(Instruction)
Copy all of the material below word for word, but leave the pictures out.

Collected data:

◆ ◆ ◆ ◆ ◆ ◆ ◆

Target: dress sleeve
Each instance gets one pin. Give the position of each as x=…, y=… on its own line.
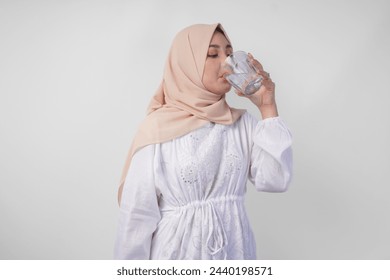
x=139, y=210
x=271, y=155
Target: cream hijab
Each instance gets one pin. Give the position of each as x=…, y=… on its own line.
x=182, y=103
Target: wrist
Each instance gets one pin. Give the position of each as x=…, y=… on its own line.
x=268, y=111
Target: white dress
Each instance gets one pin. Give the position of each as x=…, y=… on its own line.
x=184, y=199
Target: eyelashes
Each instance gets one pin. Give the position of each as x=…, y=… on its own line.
x=216, y=55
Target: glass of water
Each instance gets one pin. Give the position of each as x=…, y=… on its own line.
x=242, y=74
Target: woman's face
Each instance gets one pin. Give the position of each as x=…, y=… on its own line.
x=213, y=79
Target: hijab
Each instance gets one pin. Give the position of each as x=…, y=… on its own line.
x=181, y=103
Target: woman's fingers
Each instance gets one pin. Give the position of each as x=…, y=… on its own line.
x=255, y=62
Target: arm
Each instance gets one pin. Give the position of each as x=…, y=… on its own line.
x=139, y=211
x=271, y=156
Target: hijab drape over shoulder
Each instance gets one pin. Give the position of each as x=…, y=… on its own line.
x=182, y=103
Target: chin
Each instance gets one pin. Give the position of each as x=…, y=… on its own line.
x=222, y=89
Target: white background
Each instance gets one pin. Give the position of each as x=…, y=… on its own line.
x=76, y=78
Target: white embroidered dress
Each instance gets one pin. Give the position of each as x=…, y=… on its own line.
x=184, y=199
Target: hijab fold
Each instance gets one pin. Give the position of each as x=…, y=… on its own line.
x=181, y=103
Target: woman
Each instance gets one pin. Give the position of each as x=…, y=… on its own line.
x=185, y=177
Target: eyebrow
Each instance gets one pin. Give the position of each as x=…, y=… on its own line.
x=218, y=46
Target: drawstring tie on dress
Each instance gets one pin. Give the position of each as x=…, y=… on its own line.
x=217, y=239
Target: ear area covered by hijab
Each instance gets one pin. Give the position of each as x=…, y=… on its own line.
x=181, y=103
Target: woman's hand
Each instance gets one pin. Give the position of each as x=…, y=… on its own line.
x=264, y=98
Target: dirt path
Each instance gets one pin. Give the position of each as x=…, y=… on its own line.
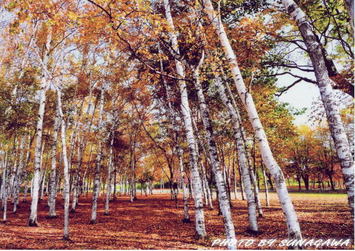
x=155, y=223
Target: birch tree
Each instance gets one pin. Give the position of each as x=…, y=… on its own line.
x=314, y=49
x=66, y=194
x=216, y=165
x=242, y=155
x=39, y=131
x=294, y=230
x=185, y=109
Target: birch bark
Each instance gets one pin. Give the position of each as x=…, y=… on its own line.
x=216, y=165
x=294, y=230
x=53, y=175
x=185, y=109
x=66, y=194
x=96, y=189
x=242, y=156
x=39, y=131
x=326, y=91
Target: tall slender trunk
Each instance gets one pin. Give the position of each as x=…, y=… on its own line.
x=66, y=191
x=53, y=175
x=294, y=230
x=242, y=156
x=184, y=181
x=37, y=158
x=223, y=199
x=4, y=189
x=18, y=177
x=109, y=179
x=324, y=82
x=39, y=130
x=185, y=109
x=266, y=186
x=96, y=189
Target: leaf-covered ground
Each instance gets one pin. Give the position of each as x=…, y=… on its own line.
x=154, y=222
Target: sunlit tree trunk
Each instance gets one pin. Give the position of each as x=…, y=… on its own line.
x=216, y=165
x=37, y=165
x=39, y=131
x=53, y=175
x=4, y=188
x=18, y=177
x=96, y=189
x=109, y=179
x=242, y=156
x=294, y=230
x=66, y=191
x=185, y=109
x=314, y=49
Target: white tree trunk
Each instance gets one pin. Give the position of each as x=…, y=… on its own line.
x=96, y=189
x=66, y=194
x=53, y=174
x=18, y=177
x=109, y=179
x=294, y=230
x=39, y=131
x=185, y=109
x=242, y=156
x=37, y=156
x=326, y=91
x=216, y=165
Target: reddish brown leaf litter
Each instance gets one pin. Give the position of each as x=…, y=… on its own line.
x=155, y=223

◆ ◆ ◆ ◆ ◆ ◆ ◆

(Response for this exercise)
Target: dress sleeve
Each instance gets one pin. Give the position of each as x=…, y=… on its own line.
x=139, y=210
x=271, y=155
Target: cream hijab
Each instance gets one pin. Give the position of each as x=…, y=… on its own line.
x=182, y=103
Target: wrist
Each instance gets one pin. Give the position of each as x=…, y=… on its own line.
x=268, y=111
Target: white dress
Each instance gets one pin. Give the position of each as x=…, y=… on its own line.
x=184, y=199
Target: eyelashes
Each instance gets one pin. Give the position of each as x=…, y=… on its own line.
x=216, y=55
Target: glass of water
Each instance gets one pin. Give the position of each as x=…, y=… on its own line.
x=242, y=74
Target: woman's face
Each instance gets one pin. Give the position of each as x=…, y=… on its own line.
x=213, y=79
Target: hijab
Each instance gets one pin. Give the position of each as x=…, y=… on its own line.
x=181, y=103
Target: woman's fingers
Each instance gets one pin. Give the position of each as x=…, y=… on its own line.
x=255, y=62
Target: arm
Each instance gets one pin. Give the position of each as x=…, y=… on its own line.
x=139, y=211
x=271, y=156
Target: hijab drape over shoulder
Each instance gets one pin. Give the position of each as x=…, y=… on its own line.
x=182, y=103
Target: chin
Each instance gets one pin. Give the position of each as x=…, y=… on its own line.
x=222, y=89
Target: white background
Each instance gets one pin. Give the position of each as x=…, y=… on its own line.
x=76, y=78
Target: white embroidered dress
Each instance gets one pin. Give the position of each as x=…, y=… on its own line.
x=184, y=199
Target: hijab fold
Each instance gets one pin. Give the position of each as x=…, y=… on its own line.
x=181, y=103
Target: woman
Each instance gets one pin. Give the position of each as x=…, y=… on its own line.
x=185, y=177
Target: eyebrow
Each instance gets one pin. Give the position of each as x=…, y=… on its own line.
x=218, y=46
Target: drawstring tie on dress
Each instance gets one pin. Give the position of each as x=…, y=… on its own line.
x=217, y=239
Target: ear area covered by hijab
Each instance gets one pin. Give the position of each as x=…, y=… on its own line.
x=181, y=103
Target: woman's hand
Each instance gets one pin. Give the position of each as x=…, y=… on its own line.
x=264, y=98
Target: dirt path
Each instance gets one pin. Give the position of each as x=…, y=… on its own line.
x=155, y=223
Target: birch tree
Each instance gets one pin. Give the position of each as x=…, y=… on its own line.
x=314, y=49
x=66, y=194
x=216, y=165
x=242, y=155
x=39, y=131
x=294, y=230
x=185, y=109
Target: birch bark
Each instance gets one pin. Give the position of each as x=…, y=… on its own line.
x=216, y=165
x=294, y=230
x=53, y=175
x=185, y=109
x=66, y=194
x=96, y=189
x=242, y=156
x=39, y=131
x=326, y=91
Target: tall slender trunk
Each instance gets one pin. Give the position of each as x=…, y=… on its own line.
x=66, y=191
x=53, y=175
x=294, y=230
x=242, y=156
x=184, y=181
x=37, y=158
x=223, y=199
x=4, y=189
x=18, y=177
x=109, y=179
x=324, y=82
x=39, y=130
x=185, y=109
x=266, y=186
x=96, y=189
Target: leaf-covered ground
Each instance gets one pin. Give the position of each as x=…, y=… on its own line.
x=154, y=222
Target: sunlit tree trunk
Each instance gets one pin. Give the position of each as x=…, y=… on its own line.
x=216, y=165
x=37, y=165
x=39, y=131
x=53, y=175
x=4, y=188
x=18, y=177
x=96, y=189
x=109, y=179
x=242, y=156
x=294, y=230
x=66, y=191
x=185, y=109
x=314, y=49
Target: white tree trunk
Each instance gets one pin. Give the position of each as x=…, y=… on its own line.
x=96, y=189
x=66, y=194
x=53, y=174
x=18, y=177
x=109, y=179
x=294, y=230
x=39, y=131
x=185, y=109
x=242, y=156
x=37, y=156
x=326, y=91
x=216, y=165
Target: reddish brown leaf litter
Each instance gets one pin. Give the position of each as x=…, y=… on its own line.
x=155, y=223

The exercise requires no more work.